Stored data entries
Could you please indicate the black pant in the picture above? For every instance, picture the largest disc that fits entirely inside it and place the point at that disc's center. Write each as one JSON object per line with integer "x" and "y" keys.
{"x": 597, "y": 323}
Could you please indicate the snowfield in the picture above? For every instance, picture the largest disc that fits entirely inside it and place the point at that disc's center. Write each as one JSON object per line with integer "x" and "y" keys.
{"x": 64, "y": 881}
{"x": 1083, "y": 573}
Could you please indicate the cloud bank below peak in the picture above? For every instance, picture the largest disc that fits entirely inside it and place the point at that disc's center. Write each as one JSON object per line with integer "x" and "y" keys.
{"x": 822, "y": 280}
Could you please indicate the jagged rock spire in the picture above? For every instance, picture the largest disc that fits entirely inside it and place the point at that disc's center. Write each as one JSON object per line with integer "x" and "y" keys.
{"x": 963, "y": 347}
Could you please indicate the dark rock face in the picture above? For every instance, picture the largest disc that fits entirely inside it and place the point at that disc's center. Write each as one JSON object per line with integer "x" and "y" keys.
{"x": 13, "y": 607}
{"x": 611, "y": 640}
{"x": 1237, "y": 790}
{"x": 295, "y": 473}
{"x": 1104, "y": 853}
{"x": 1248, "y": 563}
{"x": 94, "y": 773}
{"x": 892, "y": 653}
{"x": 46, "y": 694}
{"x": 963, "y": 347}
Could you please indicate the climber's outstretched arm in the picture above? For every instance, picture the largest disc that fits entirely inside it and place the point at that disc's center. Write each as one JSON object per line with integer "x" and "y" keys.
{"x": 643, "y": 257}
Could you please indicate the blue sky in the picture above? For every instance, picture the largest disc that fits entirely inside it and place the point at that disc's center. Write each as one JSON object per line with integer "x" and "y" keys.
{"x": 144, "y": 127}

- **What you will do**
In the records above, find the line containing "Could you please indicate the blue"; please retype it and every line after it through the last line, exactly and with nothing else.

- **Solution for this task**
Could you please indicate the blue sky in the picture above? For every instance, picture the largest disc that fits entirely inside it and place the point at that disc's center. Write each as one JSON object per line with integer "x" and "y" keys.
{"x": 144, "y": 127}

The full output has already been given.